STATED GOAL -
Carry the text on building a debug console forward from its final sentence.

PAGE -
○ ○ ○ ○ ○
Console for input commands

I want to make some debug console for my application. It should output some data and take input commands. How can I do this? The best way is updating console like: drawing information and prompt for input after the data.
I'm developing under Linux. For example, gdb could take input from console.
If you're familiar with socket programming (or actually, any other kind of IPC mechanism), you might want to enable some listener within your application, and develop an external application that will do all the "console" stuff for you, while communicating with the main application.
Let's suppose you have an application that has a single button and a single text label, and every time you press that button - the text label goes up by 1, from 1 to 2 to 3 etc.
You can build a socket listener into that application. When the socket listener accepts a new incoming connection, you'd start a connection thread that can:
Receive a "shutdown" command
Receive a "reset counter" command
Send an update regarding the current count on every click
etc.
Then you build another, external application, which connects to the main application, and sends messages to it, based on console input it gets from the user. It would also listen to incoming updates and show them to the user.
○ ○ ○ ○ ○
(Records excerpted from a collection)
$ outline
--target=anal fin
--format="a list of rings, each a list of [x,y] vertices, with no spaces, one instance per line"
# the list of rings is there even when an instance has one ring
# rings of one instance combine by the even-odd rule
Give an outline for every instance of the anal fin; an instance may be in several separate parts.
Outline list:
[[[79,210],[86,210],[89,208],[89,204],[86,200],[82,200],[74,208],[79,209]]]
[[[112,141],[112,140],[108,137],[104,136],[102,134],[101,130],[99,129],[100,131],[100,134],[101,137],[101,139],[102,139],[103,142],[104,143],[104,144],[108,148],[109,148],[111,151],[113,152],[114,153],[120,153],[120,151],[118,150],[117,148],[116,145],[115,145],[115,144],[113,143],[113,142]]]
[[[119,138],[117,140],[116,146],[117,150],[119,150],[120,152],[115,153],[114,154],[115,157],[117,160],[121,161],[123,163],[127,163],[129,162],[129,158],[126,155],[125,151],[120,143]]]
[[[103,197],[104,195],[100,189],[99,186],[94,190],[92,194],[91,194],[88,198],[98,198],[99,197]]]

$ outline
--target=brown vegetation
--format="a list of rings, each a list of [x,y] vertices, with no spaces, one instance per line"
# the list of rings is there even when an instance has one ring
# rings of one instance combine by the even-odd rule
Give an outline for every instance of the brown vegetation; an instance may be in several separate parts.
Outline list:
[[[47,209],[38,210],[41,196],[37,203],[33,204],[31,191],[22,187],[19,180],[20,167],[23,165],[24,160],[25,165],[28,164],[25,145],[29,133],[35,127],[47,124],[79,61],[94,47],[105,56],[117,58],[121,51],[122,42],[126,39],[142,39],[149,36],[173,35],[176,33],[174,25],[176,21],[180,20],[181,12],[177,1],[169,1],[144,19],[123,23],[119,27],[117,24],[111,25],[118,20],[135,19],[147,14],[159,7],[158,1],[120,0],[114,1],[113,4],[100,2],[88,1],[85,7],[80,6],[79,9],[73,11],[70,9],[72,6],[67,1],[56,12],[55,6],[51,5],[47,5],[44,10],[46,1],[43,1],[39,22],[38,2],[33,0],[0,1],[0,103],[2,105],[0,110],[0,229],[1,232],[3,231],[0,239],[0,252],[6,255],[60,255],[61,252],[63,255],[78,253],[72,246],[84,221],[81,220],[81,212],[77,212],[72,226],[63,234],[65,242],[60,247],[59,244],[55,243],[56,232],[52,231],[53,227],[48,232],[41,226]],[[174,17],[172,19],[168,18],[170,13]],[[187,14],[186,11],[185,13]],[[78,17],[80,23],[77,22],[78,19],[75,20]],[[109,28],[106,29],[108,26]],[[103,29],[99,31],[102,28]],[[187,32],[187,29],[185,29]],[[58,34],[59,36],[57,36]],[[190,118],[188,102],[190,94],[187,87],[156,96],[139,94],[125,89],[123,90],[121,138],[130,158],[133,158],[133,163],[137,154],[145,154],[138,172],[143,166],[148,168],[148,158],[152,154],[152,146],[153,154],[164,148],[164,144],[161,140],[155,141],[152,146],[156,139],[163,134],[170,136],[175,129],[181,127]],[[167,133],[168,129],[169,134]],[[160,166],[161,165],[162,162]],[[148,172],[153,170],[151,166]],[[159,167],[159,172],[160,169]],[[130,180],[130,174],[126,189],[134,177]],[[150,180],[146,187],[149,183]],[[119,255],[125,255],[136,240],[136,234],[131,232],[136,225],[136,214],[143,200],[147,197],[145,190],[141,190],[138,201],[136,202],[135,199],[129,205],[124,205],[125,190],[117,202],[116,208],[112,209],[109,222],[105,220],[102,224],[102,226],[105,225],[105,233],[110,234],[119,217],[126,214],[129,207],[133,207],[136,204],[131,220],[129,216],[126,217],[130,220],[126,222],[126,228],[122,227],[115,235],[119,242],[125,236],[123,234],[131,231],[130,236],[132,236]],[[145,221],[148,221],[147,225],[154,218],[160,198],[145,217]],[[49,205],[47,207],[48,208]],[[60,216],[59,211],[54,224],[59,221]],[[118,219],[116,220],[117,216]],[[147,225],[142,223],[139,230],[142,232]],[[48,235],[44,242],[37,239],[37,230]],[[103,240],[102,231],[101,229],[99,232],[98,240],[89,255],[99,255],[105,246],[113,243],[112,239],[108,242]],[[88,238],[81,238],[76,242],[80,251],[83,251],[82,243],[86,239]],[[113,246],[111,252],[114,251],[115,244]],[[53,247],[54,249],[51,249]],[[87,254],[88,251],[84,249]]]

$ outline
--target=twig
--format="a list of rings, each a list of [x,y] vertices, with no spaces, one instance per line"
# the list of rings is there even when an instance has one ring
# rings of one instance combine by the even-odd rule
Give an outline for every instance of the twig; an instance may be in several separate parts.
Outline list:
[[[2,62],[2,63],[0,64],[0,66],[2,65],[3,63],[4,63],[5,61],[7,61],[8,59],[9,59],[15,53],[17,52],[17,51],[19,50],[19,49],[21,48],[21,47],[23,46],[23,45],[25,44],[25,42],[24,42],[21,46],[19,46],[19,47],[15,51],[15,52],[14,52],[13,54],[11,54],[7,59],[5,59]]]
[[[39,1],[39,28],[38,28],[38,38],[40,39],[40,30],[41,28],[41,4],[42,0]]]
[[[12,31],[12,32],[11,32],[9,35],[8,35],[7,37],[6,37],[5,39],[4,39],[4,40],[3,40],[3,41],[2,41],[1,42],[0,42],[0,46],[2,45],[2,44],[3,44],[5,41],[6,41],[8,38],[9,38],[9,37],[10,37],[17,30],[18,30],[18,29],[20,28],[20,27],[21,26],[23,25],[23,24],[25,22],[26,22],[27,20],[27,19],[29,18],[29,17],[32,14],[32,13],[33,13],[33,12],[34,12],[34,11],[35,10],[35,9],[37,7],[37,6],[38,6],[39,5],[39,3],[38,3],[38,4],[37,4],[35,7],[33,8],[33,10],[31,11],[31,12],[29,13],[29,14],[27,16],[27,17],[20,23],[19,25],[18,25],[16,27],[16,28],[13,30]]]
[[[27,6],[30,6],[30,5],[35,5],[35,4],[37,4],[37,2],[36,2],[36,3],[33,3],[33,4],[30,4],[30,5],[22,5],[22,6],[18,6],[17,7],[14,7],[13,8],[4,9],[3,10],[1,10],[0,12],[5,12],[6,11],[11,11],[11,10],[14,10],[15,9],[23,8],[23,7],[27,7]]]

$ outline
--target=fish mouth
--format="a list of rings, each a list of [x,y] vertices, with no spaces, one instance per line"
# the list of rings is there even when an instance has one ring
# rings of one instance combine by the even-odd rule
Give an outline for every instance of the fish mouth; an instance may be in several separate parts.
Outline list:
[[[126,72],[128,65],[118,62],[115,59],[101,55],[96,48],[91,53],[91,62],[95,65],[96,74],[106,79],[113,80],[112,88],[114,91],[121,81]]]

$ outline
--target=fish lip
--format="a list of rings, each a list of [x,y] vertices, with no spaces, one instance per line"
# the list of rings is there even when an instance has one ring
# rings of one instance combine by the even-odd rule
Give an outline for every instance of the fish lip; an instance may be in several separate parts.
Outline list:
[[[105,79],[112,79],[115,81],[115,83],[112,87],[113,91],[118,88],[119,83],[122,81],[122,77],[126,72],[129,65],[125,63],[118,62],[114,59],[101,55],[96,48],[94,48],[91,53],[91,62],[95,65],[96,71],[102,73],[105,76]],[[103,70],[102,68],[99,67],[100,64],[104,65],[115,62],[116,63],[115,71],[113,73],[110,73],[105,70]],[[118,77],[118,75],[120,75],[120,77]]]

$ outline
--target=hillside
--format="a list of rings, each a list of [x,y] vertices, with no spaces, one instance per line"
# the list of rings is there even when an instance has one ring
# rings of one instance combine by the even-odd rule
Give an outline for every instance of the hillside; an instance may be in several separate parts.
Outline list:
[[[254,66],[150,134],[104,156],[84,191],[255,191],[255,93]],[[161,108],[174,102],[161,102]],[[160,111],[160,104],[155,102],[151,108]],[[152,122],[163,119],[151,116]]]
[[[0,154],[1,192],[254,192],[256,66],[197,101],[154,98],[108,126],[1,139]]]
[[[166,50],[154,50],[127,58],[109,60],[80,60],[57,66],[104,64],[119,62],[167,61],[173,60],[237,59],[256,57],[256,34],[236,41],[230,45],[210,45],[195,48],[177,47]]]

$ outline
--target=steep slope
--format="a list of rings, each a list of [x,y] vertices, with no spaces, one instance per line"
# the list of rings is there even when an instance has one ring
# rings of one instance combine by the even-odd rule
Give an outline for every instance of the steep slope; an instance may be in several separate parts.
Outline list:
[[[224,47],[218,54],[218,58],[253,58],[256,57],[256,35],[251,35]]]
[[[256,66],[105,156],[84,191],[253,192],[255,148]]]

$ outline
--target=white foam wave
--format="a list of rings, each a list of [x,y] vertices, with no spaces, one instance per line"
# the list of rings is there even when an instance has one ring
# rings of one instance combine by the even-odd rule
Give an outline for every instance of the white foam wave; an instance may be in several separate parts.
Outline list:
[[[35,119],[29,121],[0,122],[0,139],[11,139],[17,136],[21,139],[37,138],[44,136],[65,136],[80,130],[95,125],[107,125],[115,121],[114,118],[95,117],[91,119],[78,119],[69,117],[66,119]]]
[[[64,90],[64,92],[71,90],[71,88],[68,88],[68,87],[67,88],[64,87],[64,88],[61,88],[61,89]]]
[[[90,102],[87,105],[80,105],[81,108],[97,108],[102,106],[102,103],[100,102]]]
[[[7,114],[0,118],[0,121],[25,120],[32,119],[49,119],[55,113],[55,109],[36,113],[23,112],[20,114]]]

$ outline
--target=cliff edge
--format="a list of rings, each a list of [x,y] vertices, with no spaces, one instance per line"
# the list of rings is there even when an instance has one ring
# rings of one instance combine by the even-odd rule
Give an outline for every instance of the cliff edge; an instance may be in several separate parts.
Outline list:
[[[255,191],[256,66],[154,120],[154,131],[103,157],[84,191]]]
○ ○ ○ ○ ○
RESULT -
Using an external application for debug-controlling your main application is extremely helpful, with the following reasons being some of the advantages:
No matter how the debug application is buggy, it cannot hurt the release version of your main application.
All the code that deals with the console management, which is redundant to your main application, can be kept outside of the main app.
Making two projects out of it can make it easier to collaborate your work with someone else, as long as you are both aware of the protocol between the two sides.
Implementing what I suggested means you can debug your application remotely, in case you don't have access to the main application (for example, if it's on a customer site).